BCAM participates in a key international study on brain evolution, published in Science Magazine

• The study explores a fundamental question in neuroscience: Do the brains of vertebrates-including mammals, birds and reptiles-evolve along separate trajectories or does evolution direct them towards a common functional design?
• BCAM scientist and research leader at the Krembil Research Institute (Canada), Maurizio De Pittà, is the co-lead author of the groundbreaking study coordinated by Fernando García-Moreno (Achucarro - Basque Neuroscience Centre). The study is the result of multidisciplinary work in the recording and modelling of embryonic cells that has been possible thanks to the international collaboration of BCAM and Achucarro with researchers from CICBiogune, the National Centre for Cardiovascular Research (CNIC), the Centre for Biomedical Research Network on Cardiovascular Diseases (CIBERCV), the University of Murcia and SciLifeLab (Sweden).

BCAM along with BERC Center Achucarro (Basque Centre for Neuroscience), CIC bioGUNE,  (Cooperative Research Center in Biosciences), the Spanish National Center for Cardiovascular Research (CNIC), the Biomedical Research Networking Center on Cardiovascular Diseases (CIBERCV), the University of Murcia, and SciLifeLab (Sweden) is  part of a pioneering international study on brain evolution, published in the prestigious scientific journal SCIENCE.

Titled "Evolutionary Convergence of Sensory Circuits in the Pallium of Amniotes," the study represents a significant breakthrough in the field of evolutionary neuroscience.

A multidisciplinary collaboration across Spain, Sweden, and Canada

This research is the result of years of multidisciplinary collaboration among scientists from Spain, Sweden, and Canada. BCAM researcher Maurizio De Pittà is the co-lead author of this groundbreaking study, which was coordinated by Fernando García-Moreno (Achucarro) and involved researchers from CICBiogune, the Spanish National Center for Cardiovascular Research (CNIC), the Biomedical Research Networking Center on Cardiovascular Diseases (CIBERCV), the University of Murcia, and SciLifeLab (Sweden).

The Goal: A Key Question in Brain Evolution

The study tackles a fundamental question in neuroscience:
Do vertebrate brains—mammals, birds, and reptiles—develop independently, or does their evolution converge toward a common functional design?

To address this question, the team employed an innovative approach that combined neurogenic, transcriptomic, and mathematical analyses across three representative species: chicken, mouse, and gecko.

### Stored data

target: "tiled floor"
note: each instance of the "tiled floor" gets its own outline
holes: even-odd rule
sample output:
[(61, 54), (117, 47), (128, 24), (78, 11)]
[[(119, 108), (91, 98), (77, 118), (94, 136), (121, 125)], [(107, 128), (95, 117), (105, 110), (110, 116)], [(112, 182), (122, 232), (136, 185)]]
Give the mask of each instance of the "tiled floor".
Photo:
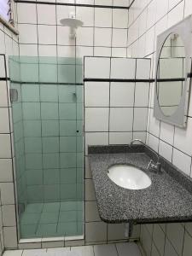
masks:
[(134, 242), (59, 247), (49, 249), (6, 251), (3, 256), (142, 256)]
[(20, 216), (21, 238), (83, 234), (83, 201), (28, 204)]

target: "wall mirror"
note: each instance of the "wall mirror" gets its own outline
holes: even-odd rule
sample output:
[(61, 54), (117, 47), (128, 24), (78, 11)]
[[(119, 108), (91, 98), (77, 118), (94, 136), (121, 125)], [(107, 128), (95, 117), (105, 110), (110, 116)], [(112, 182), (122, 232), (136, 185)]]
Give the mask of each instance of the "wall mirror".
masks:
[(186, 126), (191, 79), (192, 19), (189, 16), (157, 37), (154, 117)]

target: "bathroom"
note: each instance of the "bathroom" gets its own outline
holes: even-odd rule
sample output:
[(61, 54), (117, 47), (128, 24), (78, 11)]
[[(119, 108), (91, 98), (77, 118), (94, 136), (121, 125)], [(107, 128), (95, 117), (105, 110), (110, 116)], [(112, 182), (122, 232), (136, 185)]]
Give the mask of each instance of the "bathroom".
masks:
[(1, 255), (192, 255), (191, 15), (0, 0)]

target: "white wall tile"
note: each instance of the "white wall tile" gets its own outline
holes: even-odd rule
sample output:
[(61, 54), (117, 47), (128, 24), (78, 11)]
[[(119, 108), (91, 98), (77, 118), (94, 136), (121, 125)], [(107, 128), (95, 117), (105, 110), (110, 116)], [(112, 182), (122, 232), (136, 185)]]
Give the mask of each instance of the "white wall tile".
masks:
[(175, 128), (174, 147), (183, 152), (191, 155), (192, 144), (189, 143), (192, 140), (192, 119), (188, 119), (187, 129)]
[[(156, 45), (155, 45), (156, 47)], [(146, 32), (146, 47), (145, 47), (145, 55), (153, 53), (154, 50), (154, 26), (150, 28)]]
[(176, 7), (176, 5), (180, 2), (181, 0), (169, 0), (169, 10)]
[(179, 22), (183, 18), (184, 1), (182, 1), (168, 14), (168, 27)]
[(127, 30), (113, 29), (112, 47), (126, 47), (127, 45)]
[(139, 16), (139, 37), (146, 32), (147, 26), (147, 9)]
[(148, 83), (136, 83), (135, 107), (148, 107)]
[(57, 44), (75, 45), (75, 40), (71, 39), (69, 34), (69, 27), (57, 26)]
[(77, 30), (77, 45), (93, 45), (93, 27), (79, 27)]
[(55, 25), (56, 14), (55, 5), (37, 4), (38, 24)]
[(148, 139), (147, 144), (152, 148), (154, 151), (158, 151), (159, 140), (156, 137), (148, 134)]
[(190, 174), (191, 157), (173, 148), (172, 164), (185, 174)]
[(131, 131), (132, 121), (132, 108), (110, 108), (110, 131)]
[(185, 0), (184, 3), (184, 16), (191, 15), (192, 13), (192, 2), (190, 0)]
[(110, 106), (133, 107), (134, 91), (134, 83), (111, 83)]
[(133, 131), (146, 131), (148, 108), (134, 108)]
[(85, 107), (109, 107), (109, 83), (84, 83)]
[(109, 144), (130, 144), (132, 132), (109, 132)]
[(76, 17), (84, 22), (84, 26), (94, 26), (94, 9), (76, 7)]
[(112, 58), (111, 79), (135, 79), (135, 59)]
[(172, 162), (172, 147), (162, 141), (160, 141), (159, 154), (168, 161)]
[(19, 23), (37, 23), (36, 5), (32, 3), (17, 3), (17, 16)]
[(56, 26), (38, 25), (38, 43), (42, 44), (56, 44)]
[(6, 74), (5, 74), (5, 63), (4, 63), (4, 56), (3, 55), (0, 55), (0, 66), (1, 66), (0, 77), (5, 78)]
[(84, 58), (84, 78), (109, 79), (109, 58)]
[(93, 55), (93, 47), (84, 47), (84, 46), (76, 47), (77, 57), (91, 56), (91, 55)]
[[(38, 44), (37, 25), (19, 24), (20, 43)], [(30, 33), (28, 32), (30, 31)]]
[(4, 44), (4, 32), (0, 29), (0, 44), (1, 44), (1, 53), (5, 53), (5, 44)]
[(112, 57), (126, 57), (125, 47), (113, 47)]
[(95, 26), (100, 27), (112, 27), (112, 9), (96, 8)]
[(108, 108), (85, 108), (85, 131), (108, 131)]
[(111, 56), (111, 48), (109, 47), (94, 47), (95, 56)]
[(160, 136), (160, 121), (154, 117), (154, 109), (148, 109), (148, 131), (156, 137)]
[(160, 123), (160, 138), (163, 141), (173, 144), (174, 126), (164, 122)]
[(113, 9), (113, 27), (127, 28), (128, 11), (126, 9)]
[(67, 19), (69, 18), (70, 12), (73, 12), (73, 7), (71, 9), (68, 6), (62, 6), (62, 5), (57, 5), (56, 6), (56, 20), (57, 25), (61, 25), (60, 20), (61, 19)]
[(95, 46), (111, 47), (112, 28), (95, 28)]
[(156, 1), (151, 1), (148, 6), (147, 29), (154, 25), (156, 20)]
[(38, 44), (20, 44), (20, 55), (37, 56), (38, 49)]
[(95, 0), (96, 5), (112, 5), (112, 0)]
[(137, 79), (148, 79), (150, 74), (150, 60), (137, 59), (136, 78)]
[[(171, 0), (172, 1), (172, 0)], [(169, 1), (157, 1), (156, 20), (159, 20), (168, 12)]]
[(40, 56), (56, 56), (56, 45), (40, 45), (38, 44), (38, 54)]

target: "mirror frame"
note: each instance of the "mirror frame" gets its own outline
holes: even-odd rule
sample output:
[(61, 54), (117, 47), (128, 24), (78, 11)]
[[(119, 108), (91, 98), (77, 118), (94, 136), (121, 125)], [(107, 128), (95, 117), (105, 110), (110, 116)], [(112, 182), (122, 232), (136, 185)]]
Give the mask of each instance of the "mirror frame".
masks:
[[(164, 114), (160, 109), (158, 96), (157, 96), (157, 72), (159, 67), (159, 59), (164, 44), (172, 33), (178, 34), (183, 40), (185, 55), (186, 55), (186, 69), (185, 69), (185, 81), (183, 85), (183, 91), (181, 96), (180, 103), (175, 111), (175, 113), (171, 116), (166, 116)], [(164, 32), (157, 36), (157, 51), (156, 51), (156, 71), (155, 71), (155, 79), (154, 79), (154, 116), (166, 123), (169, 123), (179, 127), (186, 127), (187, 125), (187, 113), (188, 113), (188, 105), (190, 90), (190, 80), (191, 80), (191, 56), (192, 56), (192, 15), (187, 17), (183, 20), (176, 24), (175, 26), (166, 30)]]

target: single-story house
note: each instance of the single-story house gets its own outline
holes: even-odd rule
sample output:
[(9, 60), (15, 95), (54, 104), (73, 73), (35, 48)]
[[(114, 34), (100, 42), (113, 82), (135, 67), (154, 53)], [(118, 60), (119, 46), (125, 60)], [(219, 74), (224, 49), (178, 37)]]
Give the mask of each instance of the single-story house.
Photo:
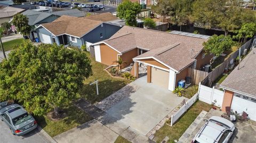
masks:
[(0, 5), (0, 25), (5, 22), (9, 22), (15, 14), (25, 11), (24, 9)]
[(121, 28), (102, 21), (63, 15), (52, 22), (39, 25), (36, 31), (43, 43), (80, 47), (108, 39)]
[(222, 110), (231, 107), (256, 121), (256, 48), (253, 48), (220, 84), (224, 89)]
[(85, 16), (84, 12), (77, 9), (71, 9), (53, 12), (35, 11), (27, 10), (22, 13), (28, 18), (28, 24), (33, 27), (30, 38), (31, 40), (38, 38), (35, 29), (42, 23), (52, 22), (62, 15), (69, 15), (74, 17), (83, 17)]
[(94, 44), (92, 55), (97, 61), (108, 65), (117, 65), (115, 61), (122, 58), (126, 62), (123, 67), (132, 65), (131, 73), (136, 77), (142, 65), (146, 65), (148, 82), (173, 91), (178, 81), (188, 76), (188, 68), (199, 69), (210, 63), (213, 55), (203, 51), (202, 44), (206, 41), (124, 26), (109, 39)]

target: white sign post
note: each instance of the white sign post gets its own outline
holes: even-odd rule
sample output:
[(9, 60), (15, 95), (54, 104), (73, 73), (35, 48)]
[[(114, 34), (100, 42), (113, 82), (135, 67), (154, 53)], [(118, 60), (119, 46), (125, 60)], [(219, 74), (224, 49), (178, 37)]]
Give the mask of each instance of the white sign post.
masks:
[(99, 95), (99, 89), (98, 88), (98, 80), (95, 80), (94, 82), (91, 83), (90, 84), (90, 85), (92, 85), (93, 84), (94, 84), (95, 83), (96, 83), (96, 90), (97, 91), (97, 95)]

...

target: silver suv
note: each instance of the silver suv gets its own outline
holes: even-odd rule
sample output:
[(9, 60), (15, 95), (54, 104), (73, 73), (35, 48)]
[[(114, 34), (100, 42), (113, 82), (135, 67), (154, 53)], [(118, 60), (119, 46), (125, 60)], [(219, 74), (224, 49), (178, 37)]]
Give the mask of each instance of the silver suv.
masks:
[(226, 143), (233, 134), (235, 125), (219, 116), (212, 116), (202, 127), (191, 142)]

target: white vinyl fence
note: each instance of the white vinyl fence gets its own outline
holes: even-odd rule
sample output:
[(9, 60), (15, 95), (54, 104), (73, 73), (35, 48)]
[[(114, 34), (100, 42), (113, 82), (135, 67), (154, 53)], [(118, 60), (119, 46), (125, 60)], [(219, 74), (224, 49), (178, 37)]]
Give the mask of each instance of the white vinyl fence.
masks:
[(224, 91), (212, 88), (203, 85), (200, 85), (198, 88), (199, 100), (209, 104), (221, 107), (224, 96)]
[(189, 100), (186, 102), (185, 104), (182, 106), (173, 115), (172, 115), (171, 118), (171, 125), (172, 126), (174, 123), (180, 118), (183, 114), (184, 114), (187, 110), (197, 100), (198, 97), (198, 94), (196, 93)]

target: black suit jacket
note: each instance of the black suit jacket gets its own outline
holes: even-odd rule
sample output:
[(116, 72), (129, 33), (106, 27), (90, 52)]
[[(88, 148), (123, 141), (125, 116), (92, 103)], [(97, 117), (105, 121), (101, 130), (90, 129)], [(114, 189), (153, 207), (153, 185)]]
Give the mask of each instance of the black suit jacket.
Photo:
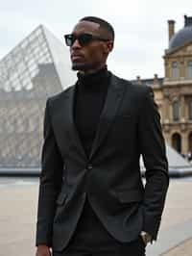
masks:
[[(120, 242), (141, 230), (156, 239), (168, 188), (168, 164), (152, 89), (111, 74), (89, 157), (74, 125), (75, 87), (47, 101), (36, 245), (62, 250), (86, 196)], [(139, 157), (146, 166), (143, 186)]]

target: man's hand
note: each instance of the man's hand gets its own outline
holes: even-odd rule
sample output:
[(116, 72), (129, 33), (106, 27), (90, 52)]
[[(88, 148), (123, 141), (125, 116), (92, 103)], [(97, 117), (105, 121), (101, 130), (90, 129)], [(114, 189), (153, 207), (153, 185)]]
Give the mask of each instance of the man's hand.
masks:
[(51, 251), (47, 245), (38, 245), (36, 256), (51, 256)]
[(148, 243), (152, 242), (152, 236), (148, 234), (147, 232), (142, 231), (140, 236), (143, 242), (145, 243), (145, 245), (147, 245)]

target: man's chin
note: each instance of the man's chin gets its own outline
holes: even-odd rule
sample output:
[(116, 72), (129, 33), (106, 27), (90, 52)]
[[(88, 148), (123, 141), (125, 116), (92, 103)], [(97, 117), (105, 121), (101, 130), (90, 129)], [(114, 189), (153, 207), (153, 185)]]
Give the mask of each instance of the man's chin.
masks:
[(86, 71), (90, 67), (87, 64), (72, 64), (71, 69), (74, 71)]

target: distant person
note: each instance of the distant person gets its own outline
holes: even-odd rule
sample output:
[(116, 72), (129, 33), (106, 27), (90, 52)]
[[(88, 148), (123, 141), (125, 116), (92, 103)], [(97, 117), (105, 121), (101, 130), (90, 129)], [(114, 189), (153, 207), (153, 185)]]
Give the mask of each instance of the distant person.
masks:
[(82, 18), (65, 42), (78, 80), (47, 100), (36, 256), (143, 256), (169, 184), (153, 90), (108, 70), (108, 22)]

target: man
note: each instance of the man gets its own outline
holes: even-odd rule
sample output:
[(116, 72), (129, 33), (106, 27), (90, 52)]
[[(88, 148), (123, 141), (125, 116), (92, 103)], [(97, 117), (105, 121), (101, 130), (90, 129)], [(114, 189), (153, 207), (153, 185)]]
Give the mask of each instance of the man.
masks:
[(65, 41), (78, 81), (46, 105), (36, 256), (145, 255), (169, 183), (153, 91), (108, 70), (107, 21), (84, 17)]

### Required tasks
1. Answer these from the brain evolution article:
(a) What is the title of the study?
(b) Which three species did the team analyze?
(c) Who coordinated the study?
2. Output everything in the brain evolution article from "BCAM along with" down to "scientific journal SCIENCE.", copied exactly.
3. Write the next part of the brain evolution article, starting after its last sentence.

### Answers to this exercise
1.
(a) "Evolutionary Convergence of Sensory Circuits in the Pallium of Amniotes"
(b) Chicken, mouse, and gecko
(c) Fernando García-Moreno (Achucarro)

2.
BCAM along with BERC Center Achucarro (Basque Centre for Neuroscience), CIC bioGUNE,  (Cooperative Research Center in Biosciences), the Spanish National Center for Cardiovascular Research (CNIC), the Biomedical Research Networking Center on Cardiovascular Diseases (CIBERCV), the University of Murcia, and SciLifeLab (Sweden) is  part of a pioneering international study on brain evolution, published in the prestigious scientific journal SCIENCE.

3.
Key Findings

The research uncovered surprising differences and similarities in the sensory circuits of the pallium among the studied species:

• Developmental diversification: Sensory circuits in the pallium evolved independently, following distinct neurogenic rules in mice compared to chickens and geckos. 
• Cellular and molecular diversification vs. conservation: While excitatory glutamatergic neurons evolved divergently, inhibitory GABAergic neurons remained highly conserved across species, highlighting their fundamental role in sensory circuits.
• Mathematical modeling: Contributed by BCAM scientist Maurizio De Pittà, the study showed that, despite distinct neurogenic programs, bird and mammal brains evolve towards similar functional constraints (eigendynamics). This supports the hypothesis of a convergent evolution of sensory circuits in vertebrate pallium. 

Key Conclusions

This study provides strong evidence that high-level sensory processing circuits in amniotes evolved independently but converged into a similar functional design. Moreover, it contributes to a long-standing debate in evolutionary biology, demonstrating that differences in developmental rules, transcriptomic profiles, and progenitor cells highlight the evolutionary flexibility of the pallium. These findings open new research avenues into how vertebrate brains have adapted to different environments and functional demands.

A milestone in mathematical neuroscience research

The publication of this study in SCIENCE highlights BCAM’s leadership in the field of applied mathematical research, both nationally and internationally. It also reinforces the role of these research centers and their scientists as a hub for international and multidisciplinary collaboration in solving fundamental questions about brain evolution.